Este item merece mais um parágrafo.  Na proposta do conselheiro Jarbas Valente seria feito um levantamento dos bens da concessão e o que fosse apurado seria investido em metas para o serviço convergente. Ou seja, tudo que fosse investido, inclusive com recurso público ficaria nas mãos do mercado, da iniciativa privada. Nada desta nova rede retornaria ao Estado.

Nós, do Instituto Telecom, consideramos a ideia absurda e deve ser refutada por todos os setores sociais envolvidos na construção de um marco regulatório democrático em nosso país. E não será abrindo mão dos recursos públicos que este caminho será trilhado. Vamos ao Fórum Nacional pela Democratização das Comunicações, que será realizado no dia 4 de maio, em São Paulo, para defender a continuidade da luta pela banda larga em regime público e exigirmos do Conselho Diretor da Anatel a rejeição à proposta do conselheiro Jarbas Valente.

Rádios Comunitárias: As artimanhas do governo

Em outubro do ano passado, isto é, dez meses depois de assumir o Ministério das Comunicações, o ministro Paulo Bernardo editou uma nova Norma Técnica para as rádios comunitárias (RCs). A Norma 01/11 não tem novidade do ponto de vista político: é mais um dispositivo criado para legitimar o processo histórico de segregação e discriminação das RCs pelo Estado brasileiro.

Agora, sete meses depois de lançar a Norma, o Ministério das Comunicações encaminhou à Casa Civil da Presidência da República uma proposta de mudança no Decreto 2615/98, que regulamenta a Lei nº 9.612/98 das RCs. Antes de analisar a proposta do ministério, cabe a questão: por que o governo primeiro mudou a norma para depois mudar o decreto se o poder do decreto antecede a norma? Afinal, se o decreto for assinado, a norma vai ter que mudar para se ajustar ao novo decreto. Por que Paulo Bernardo lança uma norma técnica dez meses depois de assumir, e 16 meses depois apresenta um decreto para mudar esta norma?

A questão é bizarra, mas quem conhece o histórico do ministério sabe que as bizarrices estatais são comuns quando se trata de rádios comunitárias.

(Entradas de anotação de posição)
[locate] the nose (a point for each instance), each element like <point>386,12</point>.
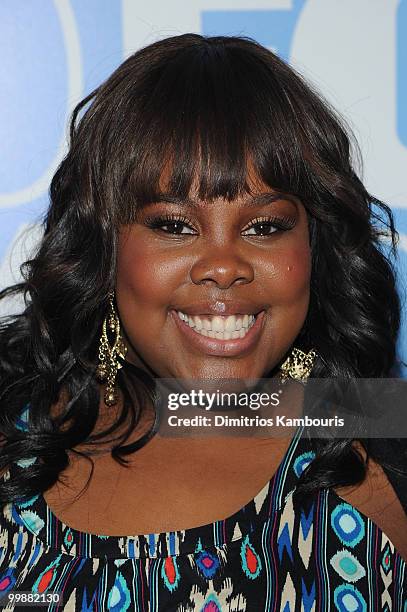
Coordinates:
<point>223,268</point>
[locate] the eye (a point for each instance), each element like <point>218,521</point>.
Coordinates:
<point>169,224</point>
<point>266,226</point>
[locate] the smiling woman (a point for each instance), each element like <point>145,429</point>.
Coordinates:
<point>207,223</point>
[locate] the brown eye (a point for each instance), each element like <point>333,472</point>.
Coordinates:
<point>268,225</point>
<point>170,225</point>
==
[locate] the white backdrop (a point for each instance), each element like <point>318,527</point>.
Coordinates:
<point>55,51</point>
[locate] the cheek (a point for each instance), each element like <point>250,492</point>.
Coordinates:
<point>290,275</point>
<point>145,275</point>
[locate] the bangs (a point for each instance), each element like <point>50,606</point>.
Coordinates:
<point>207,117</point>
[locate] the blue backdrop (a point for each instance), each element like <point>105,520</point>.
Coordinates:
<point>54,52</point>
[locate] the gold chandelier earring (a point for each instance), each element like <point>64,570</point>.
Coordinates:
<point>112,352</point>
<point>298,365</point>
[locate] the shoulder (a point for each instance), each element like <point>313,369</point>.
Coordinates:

§ **Detalhes da tarefa**: Traduza para o inglês esta frase do trecho sobre rádios comunitárias: "A questão é bizarra, mas quem conhece o histórico do ministério sabe que as bizarrices estatais são comuns quando se trata de rádios comunitárias." As entradas não têm nenhum papel nesta atividade.

§ **Solução do exercício**: The issue is bizarre, but anyone familiar with the ministry's history knows that state oddities are common when it comes to community radio stations.